## Polecenie 1
Przeredaguj akapit zaczynający się od słów „W wakacje dzieci wychodzą z domu” w poniższym tekście o dzieciach pijących kawę i energetyki. Zrób z niego krótką listę punktów i zachowaj wszystkie najważniejsze fakty.
## Polecenie 2
Dopisz dalszy ciąg tekstu o dzieciach pijących kawę i energetyki. Zacznij od miejsca po jego ostatnim zdaniu.

## Tekst do przeczytania
-=-=-

Dzieci sięgające po kawę czy energetyki uzależniają się od środków stymulujących
W wakacje dzieci wychodzą z domu, bawią się z rówieśnikami i mało czasu spędzają w domu. Często podczas spotkań z innymi sięgają po słodkie przekąski i napoje – coraz częściej i w coraz większej ilości po kawę oraz energetyki, które tak samo jak papierosy, są używkami.
– Widzimy to i w praktyce pediatrycznej możemy to zauważyć przy okazji tego trendu podkręcania własnej energii energetykami puszkowymi, czy tą kawą, która jest dostępna. Pije na młodzież słodką kawę i sięga po cukier – mówi Jacek Kidoń, pediatra.
A takie słodkie napoje to częsty wybór najmłodszych w upalne dni.
– Począwszy od napojów słodkich, gazowanych napojów, które nie są dla dzieci wskazane przez wiek, ponieważ zawierają substancje niebezpieczne dla nich, myślę tutaj o napojach energetycznych, czy też kawie – zaznacza Magdalena Góralczyk z NFZ.
Spożywanie słodkich, pobudzających napojów powoduje szereg skutków w młodym organizmie. Jak mówi psycholog Czesław Michalczyk cukier powoduje szczególne uzależnienie.

-=-=-

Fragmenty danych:
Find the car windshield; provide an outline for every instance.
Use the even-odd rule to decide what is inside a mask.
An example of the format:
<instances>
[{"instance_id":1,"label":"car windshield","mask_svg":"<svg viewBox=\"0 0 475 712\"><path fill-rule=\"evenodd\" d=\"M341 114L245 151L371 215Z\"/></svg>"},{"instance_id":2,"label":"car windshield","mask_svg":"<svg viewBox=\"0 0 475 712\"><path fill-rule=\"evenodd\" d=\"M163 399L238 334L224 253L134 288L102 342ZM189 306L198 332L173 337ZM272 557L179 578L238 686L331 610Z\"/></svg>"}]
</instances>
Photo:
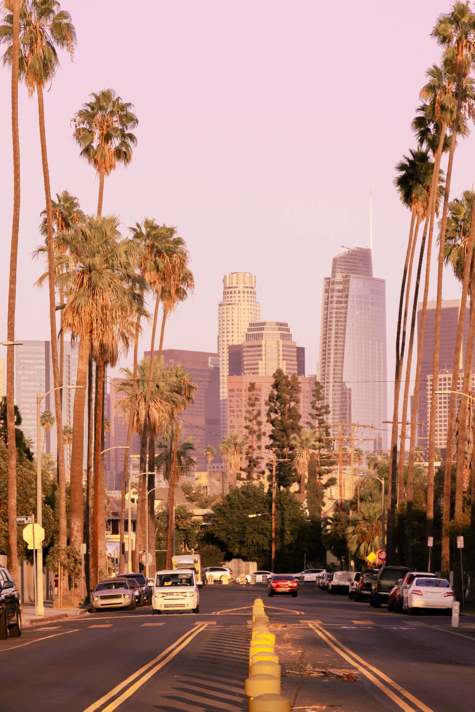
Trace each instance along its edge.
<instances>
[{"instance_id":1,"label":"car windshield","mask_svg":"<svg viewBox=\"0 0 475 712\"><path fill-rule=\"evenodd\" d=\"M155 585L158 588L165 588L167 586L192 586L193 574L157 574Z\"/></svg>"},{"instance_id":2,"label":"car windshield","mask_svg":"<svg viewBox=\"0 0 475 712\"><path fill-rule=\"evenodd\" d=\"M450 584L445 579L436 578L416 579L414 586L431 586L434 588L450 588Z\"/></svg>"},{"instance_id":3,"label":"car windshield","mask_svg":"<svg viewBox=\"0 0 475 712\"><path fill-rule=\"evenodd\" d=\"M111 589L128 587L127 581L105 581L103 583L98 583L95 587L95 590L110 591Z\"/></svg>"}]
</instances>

-=-=-

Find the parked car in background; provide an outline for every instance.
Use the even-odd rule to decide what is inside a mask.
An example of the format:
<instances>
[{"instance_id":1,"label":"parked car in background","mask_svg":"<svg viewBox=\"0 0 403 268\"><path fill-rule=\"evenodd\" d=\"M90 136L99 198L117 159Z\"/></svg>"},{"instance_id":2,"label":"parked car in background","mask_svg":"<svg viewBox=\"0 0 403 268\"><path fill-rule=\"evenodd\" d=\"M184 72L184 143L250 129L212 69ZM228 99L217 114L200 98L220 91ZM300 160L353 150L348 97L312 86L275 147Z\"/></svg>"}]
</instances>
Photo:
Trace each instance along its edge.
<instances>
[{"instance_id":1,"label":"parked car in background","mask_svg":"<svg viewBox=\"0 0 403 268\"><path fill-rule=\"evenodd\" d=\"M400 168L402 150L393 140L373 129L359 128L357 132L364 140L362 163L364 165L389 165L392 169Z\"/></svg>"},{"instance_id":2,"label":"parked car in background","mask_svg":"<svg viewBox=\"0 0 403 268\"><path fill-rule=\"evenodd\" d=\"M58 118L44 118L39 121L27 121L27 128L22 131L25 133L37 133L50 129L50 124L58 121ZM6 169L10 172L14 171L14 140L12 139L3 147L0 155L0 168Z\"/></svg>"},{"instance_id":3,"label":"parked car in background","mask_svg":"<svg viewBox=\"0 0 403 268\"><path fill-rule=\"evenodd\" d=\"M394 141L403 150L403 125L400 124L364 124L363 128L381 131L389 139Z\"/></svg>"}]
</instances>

-=-=-

## Wynik ćwiczenia 1
- W wakacje dzieci dużo czasu spędzają poza domem, bawiąc się z rówieśnikami.
- Podczas spotkań często sięgają po słodkie przekąski i napoje.
- Coraz częściej i w coraz większej ilości piją kawę i energetyki, które, tak jak papierosy, są używkami.

## Wynik ćwiczenia 2
– Fizjologia dziecka jest zupełnie inna niż fizjologia układu nerwowego człowieka dorosłego. Dzieci dużo szybciej uzależniają się od przyjemności, która jest związana ze słodkimi napojami, ale też ze środkami stymulującymi, np. kawa i napoje energetyczne – mówi Czesław Michalczyk.
– Ten młody, rozwijający się mózg nie powinien być pobudzany do wzmożonej aktywności. Naturalny, biologiczny rytm, to jest uczenie się i rozwój młodego organizmu przez taką „trzeźwą” obserwację, czyli naturalne reakcje na bodźce – dodaje Jacek Kidoń.
Co trzeci mały pacjent chce zwolnienie z wf
Bo takie częste picie słodkich, pobudzających napojów często powoduje długotrwałe problemy.
– To przekłada się na ogólne problemy organizmu, na rosnące problemy z nadwagą, potem rysuje się błędne koło. Ktoś ma nadwagę, unika aktywności, dalej jest w tym ciągu cukrowym i to się dalej pogłębia. Przyjdzie wrzesień i co trzeci pacjent będzie chciał zwolnienie z wf – podkreśla Jacek Kidoń.
– I to wpływa zdecydowanie na zaburzenia w układzie nerwowym, nie tylko przez uzależnienie, ale uniemożliwia normalny, prawidłowy rozwój, który jest atakowany większą ilością bodźców. Układ nerwowy nie funkcjonuje tak, jak u kogoś, kto odżywia się naturalnie – tłumaczy Czesław Michalczyk.
Na to, po co sięga nasze dziecko w sklepie, powinniśmy zwracać uwagę od najmłodszych lat.
– Powinniśmy zwracać uwagę, kiedy dziecko idzie do sklepu. Pokazać, które napoje możemy wybierać, które są zdrowe, wnoszą coś do jego diety, żeby było smacznie, zdrowo i przede wszystkim nawadniać organizm – radzi Magdalena Góralczyk.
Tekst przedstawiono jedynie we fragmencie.